-- Exercise brief --
The line containing "Category: black tire" marks where to begin; quote it and every line after it through the end of the data, exactly as written.

>> begin

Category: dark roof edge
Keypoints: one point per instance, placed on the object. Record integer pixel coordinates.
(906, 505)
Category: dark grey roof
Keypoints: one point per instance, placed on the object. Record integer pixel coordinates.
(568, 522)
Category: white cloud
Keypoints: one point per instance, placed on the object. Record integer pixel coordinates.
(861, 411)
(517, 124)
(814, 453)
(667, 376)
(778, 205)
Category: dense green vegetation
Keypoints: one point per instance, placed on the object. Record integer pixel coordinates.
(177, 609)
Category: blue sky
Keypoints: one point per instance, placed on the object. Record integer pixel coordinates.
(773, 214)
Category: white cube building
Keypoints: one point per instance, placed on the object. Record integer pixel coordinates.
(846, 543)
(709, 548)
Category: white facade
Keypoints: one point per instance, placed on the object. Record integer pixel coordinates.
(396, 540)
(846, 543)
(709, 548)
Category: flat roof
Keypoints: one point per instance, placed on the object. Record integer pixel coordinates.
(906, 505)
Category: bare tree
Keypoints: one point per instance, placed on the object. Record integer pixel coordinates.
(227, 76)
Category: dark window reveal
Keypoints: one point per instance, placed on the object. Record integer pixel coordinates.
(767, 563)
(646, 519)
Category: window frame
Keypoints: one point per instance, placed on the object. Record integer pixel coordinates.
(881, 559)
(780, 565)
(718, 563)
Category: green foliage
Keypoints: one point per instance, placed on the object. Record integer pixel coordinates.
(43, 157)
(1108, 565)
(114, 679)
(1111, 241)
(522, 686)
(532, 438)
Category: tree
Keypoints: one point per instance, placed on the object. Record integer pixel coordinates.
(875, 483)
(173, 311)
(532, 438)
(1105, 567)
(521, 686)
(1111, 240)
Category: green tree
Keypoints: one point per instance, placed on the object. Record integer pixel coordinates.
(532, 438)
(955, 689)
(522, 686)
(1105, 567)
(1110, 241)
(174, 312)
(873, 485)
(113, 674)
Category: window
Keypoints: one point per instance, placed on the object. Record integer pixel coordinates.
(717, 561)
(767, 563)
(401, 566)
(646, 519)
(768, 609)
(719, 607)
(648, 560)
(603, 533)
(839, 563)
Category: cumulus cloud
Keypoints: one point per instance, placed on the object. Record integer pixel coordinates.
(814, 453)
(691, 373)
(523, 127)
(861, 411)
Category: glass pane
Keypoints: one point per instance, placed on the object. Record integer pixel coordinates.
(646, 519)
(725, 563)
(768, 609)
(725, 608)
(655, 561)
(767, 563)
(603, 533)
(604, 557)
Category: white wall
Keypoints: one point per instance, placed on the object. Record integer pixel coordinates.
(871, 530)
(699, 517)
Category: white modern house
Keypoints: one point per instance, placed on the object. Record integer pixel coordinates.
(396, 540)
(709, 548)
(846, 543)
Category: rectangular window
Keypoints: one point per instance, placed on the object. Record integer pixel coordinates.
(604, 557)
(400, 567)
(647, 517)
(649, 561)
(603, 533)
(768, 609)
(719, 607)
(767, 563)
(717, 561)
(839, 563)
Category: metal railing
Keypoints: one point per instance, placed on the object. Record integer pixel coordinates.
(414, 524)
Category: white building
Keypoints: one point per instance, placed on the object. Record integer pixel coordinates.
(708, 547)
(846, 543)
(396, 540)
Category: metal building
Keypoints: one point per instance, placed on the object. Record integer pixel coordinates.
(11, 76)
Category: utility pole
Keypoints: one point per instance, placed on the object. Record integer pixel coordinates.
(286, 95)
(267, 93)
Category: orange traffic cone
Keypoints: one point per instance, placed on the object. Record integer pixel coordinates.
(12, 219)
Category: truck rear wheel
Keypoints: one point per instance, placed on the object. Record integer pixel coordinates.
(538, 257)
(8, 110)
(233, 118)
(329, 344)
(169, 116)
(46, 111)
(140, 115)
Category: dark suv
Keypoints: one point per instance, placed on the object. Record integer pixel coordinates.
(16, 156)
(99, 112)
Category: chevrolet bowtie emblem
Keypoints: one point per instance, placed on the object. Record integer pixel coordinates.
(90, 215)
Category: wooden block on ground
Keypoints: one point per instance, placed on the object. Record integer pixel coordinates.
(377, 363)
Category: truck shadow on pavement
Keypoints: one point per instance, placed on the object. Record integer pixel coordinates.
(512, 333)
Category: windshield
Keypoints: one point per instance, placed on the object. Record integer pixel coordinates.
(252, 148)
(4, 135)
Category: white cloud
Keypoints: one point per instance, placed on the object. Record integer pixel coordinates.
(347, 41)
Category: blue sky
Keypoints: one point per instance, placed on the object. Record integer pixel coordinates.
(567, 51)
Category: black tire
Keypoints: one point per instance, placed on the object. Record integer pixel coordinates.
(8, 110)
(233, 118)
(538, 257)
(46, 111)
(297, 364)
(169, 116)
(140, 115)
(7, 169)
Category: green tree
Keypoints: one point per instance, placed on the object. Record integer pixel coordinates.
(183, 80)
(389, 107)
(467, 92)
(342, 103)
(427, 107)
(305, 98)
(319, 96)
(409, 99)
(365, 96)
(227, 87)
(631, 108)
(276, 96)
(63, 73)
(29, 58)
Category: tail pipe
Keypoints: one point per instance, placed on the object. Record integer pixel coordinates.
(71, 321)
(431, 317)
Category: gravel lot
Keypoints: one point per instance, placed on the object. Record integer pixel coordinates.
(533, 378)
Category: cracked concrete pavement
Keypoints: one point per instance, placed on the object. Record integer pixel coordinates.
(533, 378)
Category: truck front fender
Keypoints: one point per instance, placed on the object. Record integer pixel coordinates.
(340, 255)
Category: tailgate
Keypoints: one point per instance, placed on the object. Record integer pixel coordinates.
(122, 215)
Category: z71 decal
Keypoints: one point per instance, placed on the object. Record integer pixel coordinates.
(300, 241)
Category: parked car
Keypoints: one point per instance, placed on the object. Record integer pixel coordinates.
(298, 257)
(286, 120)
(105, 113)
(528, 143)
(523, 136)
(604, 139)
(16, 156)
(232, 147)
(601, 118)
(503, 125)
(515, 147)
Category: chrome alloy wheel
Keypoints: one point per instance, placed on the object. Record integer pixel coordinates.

>> end

-- Correct result --
Category: black tire
Keypoints: one point per instance, placed on the object. Record integer pixel coordinates.
(8, 110)
(233, 118)
(538, 257)
(46, 111)
(297, 364)
(169, 116)
(140, 115)
(7, 169)
Category: green tree
Keypoints: one point per instance, placed on the object. Record integer pixel coordinates.
(183, 80)
(389, 107)
(467, 92)
(342, 103)
(427, 107)
(305, 98)
(319, 96)
(409, 99)
(365, 96)
(227, 87)
(631, 108)
(276, 96)
(63, 73)
(29, 58)
Category: tail pipe
Keypoints: one point per instance, placed on the object. Record integer pixel coordinates.
(71, 321)
(431, 317)
Category: gravel lot
Keypoints: one point per instance, placed on the object. Record integer pixel coordinates.
(533, 378)
Category: cracked concrete pavement
Keypoints: one point per instance, placed on the object. Record integer pixel coordinates.
(533, 378)
Category: truck front fender
Keypoints: one point per instance, placed on the object. Record integer pixel coordinates.
(340, 255)
Category: tailgate
Keypoints: one point per instance, placed on the object. Record integer pixel coordinates.
(122, 215)
Category: z71 decal
Keypoints: one point per instance, placed on the object. Record integer pixel coordinates.
(300, 241)
Category: parked car
Keypoints: one point per instance, placed on the object. Record integer pixel coordinates.
(298, 257)
(286, 120)
(105, 113)
(528, 143)
(523, 136)
(604, 139)
(16, 156)
(232, 147)
(601, 118)
(503, 125)
(515, 147)
Category: chrome alloy wheel
Keypoints: one point per instance, placed on the object. Record integer pixel coordinates.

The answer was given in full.